ASSIGNMENT: Starting at the line below with "Each instance receives exactly one keypoint. Tag the paved" and stopping at the line with "Each instance receives exactly one keypoint. Tag the cobblestone", please print each line exactly, those two included, and skip every picture.

RAW DATA:
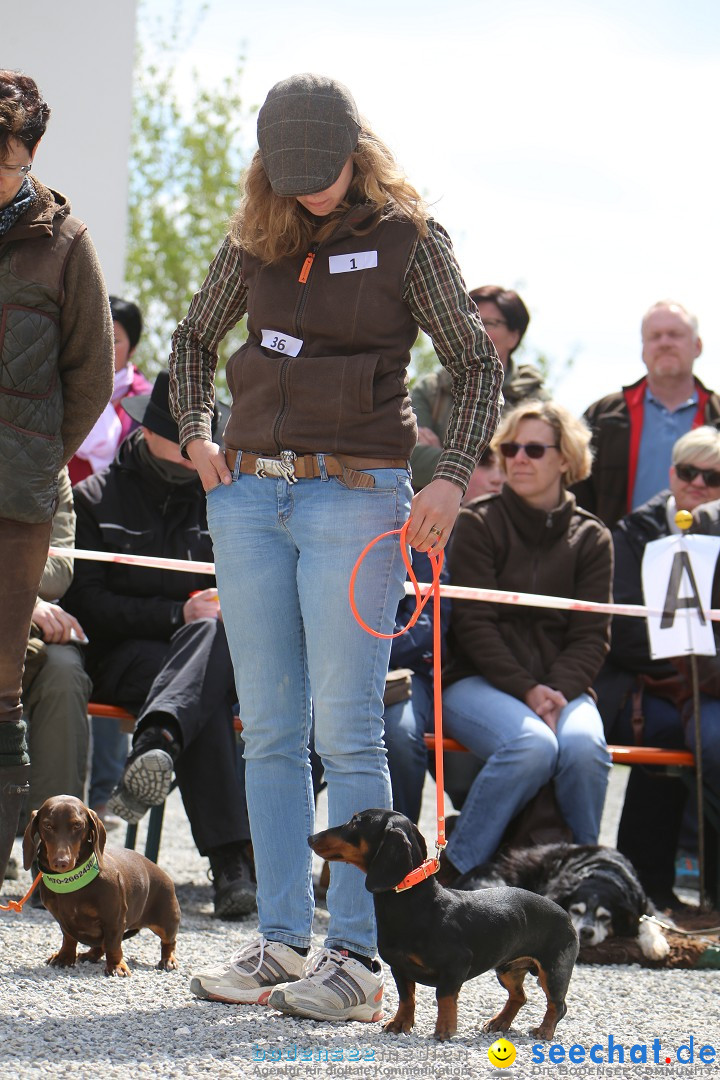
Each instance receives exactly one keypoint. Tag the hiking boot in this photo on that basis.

--

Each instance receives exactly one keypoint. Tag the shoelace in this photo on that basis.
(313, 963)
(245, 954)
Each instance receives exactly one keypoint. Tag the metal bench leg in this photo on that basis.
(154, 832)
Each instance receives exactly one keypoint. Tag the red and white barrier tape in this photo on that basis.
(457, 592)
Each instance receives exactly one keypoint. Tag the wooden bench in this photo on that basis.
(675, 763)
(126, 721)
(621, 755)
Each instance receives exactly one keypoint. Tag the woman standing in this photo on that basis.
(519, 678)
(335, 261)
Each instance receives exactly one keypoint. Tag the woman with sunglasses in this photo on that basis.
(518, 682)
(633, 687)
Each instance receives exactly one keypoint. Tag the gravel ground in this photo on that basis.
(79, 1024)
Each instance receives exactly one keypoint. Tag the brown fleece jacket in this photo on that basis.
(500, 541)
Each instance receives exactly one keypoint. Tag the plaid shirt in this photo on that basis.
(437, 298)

==

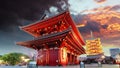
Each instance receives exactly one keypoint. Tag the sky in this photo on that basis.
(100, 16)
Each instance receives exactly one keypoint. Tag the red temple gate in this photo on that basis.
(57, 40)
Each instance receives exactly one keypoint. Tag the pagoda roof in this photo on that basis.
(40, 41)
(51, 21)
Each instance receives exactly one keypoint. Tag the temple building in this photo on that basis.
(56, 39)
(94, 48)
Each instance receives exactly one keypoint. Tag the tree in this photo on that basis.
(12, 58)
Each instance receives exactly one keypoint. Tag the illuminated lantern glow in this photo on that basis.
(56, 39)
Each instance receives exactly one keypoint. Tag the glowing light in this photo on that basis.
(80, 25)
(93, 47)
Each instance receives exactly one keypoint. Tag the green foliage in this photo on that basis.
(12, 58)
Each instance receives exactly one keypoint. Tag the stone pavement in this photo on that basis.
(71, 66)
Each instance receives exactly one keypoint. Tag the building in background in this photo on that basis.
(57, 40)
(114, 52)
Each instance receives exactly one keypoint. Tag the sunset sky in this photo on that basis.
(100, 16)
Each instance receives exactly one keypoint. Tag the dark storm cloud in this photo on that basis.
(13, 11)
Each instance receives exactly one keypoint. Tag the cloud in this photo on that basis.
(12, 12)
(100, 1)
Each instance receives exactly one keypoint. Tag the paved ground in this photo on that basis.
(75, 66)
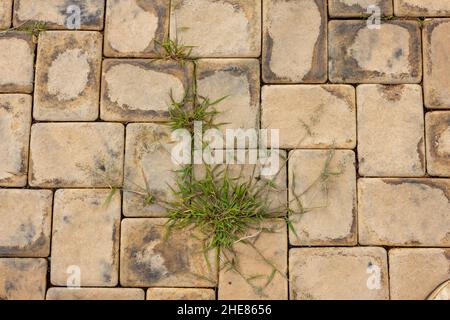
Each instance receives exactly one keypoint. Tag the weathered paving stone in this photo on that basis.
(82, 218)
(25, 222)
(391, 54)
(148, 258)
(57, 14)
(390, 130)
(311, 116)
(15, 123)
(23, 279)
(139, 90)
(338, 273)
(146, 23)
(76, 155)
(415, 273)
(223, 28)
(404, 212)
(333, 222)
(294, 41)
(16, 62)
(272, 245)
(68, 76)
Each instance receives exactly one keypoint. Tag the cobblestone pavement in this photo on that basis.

EXPECTED OUTPUT:
Each instance receives exactly one keypoint. Tag the paved ground in this photo on that basis.
(75, 66)
Each instance receives exactly one keypoint. Tag the weathered paving stone in this photo on that basis.
(82, 218)
(25, 222)
(391, 54)
(148, 258)
(57, 14)
(390, 130)
(311, 116)
(15, 123)
(23, 279)
(139, 90)
(338, 273)
(146, 23)
(76, 155)
(415, 273)
(223, 28)
(404, 212)
(333, 222)
(294, 41)
(16, 62)
(272, 245)
(68, 76)
Each instance receives exactly one keypoint. Tag the cobblestone pavement in this photo on that basis.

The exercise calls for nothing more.